_Goal 1_
Count how many lines of the entries below contain the word "concrete", and reply with the number alone.
_Goal 2_
Continue the Fashion MNIST data-loading code below, starting right after its last line.

_Text shown_

☆ ☆ ☆ ☆ ☆ ☆ ☆

### 1. Fashion MNIST Data Read

use load_mnist function in https://github.com/zalandoresearch/fashion-mnist

In [1]:
"""
Define Load MNIST
"""
import os
import gzip
import numpy as np

def load_mnist(path, kind='train'):
    """Load MNIST data from `path`"""
    labels_path = os.path.join(path,
                               '%s-labels-idx1-ubyte.gz'
                               % kind)
    images_path = os.path.join(path,
                               '%s-images-idx3-ubyte.gz'
                               % kind)

    with gzip.open(labels_path, 'rb') as lbpath:
        labels = np.frombuffer(lbpath.read(), dtype=np.uint8,
                               offset=8)

    with gzip.open(images_path, 'rb') as imgpath:
        images = np.frombuffer(imgpath.read(), dtype=np.uint8,
                               offset=16).reshape(len(labels), 784)

    return images, labels

In [3]:
"""
Read Train Dataset and Divide Train/Val Dataset
"""
img_root_path = 'fashion-mnist/data/fashion'
num_class = 10

img, label = load_mnist(img_root_path, kind='train')

for i in range(num_class):
    class_img = img[np.where(label==i), :][0]
    class_img = np.reshape(class_img, (class_img.shape[0], 28, 28))
    
    print('Class {} Number: {}'.format(i, class_img.shape[0]))

    np.random.shuffle(class_img)

    train_num = int(class_img.shape[0] * 0.8)

    train_img = class_img[:train_num, : ,:]
    train_label = np.zeros(train_num)
    train_label[:] = i

    val_img = class_img[train_num:, :, :]
    val_label = np.zeros(val_img.shape[0])
    val_label[:] = i

    if i == 0:
        train_img_total = train_img
        train_label_total = train_label
        val_img_total = val_img
        val_label_total = val_label
    else:
        train_img_total = np.concatenate((train_img_total, train_img), axis=0)
        train_label_total = np.concatenate((train_label_total, train_label), axis=0)

☆ ☆ ☆ ☆ ☆ ☆ ☆

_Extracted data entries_
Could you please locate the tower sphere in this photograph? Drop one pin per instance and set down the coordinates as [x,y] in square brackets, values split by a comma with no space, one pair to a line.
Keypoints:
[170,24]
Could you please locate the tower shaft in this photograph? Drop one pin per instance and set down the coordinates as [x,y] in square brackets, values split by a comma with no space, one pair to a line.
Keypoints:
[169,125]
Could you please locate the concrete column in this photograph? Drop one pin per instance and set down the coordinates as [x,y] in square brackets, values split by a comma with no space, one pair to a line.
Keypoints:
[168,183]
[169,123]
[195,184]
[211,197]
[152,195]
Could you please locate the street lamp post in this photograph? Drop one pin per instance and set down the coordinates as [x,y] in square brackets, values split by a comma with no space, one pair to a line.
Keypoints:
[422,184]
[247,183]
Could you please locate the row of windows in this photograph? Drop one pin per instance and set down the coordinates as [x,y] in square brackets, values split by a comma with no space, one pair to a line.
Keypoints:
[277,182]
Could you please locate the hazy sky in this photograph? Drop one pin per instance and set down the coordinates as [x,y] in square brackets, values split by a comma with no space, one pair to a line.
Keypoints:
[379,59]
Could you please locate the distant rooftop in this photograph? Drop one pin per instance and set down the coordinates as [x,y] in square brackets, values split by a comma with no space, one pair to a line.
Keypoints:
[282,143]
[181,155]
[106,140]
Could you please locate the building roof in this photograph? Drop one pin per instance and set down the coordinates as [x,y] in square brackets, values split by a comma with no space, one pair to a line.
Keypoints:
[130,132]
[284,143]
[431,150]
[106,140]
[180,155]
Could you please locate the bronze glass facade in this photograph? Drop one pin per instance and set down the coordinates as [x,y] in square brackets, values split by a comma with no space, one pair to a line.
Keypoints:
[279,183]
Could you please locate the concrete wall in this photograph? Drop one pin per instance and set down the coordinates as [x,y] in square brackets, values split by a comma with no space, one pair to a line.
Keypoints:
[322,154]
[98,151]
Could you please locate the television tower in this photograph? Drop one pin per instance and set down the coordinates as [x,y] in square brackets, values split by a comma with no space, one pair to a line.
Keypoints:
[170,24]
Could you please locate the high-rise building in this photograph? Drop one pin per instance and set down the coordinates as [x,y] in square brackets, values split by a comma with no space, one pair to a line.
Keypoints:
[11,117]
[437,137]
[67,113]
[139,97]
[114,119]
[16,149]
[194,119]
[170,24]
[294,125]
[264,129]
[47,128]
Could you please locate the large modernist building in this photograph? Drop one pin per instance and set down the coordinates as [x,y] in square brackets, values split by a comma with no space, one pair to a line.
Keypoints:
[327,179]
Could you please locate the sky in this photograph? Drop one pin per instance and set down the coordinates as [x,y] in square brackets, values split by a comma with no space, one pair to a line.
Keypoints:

☆ ☆ ☆ ☆ ☆ ☆ ☆

_Output 1_
2

_Output 2_
        val_img_total = np.concatenate((val_img_total, val_img), axis=0)
        val_label_total = np.concatenate((val_label_total, val_label), axis=0)

Class 0 Number: 6000
Class 1 Number: 6000
Class 2 Number: 6000
Class 3 Number: 6000
Class 4 Number: 6000
Class 5 Number: 6000
Class 6 Number: 6000
Class 7 Number: 6000
Class 8 Number: 6000
Class 9 Number: 6000


In [4]:
"""
Read Test Dataset
"""
test_img, test_label = load_mnist(img_root_path, kind='t10k')
test_img = np.reshape(test_img, (test_img.shape[0], 28, 28))

### 2. Define Image Dataset Class

In [5]:
from torch.utils import data
from PIL import Image

# define dataset class
class Dataset(data.Dataset):
    def __init__(self, img_array, label_array, transform=None):
        self.transform = transform

        self.img_array = img_array
        self.label_array = label_array

    # get number of data
    def __len__(self):
        return self.img_array.shape[0]

    # IO with dataloader
    def __getitem__(self, idx):
        img = Image.fromarray(self.img_array[idx])
        img = img.convert('L')

        label = int(self.label_array[idx])

        # transform data
        if self.transform is not None:
            img = self.transform(img)

        return img, label

### 3. Set Transform and Data Loader

In [6]:
from torchvision import transforms
import torch

batch_size = 32

# set image array
img_array = {'train': train_img_total, 'val': val_img_total}

# set label array
label_array = {'train': train_label_total, 'val': val_label_total}

# data augmentation
data_transform = {
    'train': transforms.Compose([
        transforms.RandomHorizontalFlip(), 
        transforms.ToTensor(),
        transforms.Normalize((0.1307,), (0.3081,)),
    ]),
    'val': transforms.Compose([
        transforms.ToTensor(),
        transforms.Normalize((0.1307,), (0.3081,)),
    ])
}

# image dataset
image_dataset = {x: Dataset(img_array[x], label_array[x], data_transform[x]) for x in ['train', 'val']}

# data loader
data_loader = {x: torch.utils.data.DataLoader(image_dataset[x], batch_size=batch_size, shuffle=True, num_workers=4)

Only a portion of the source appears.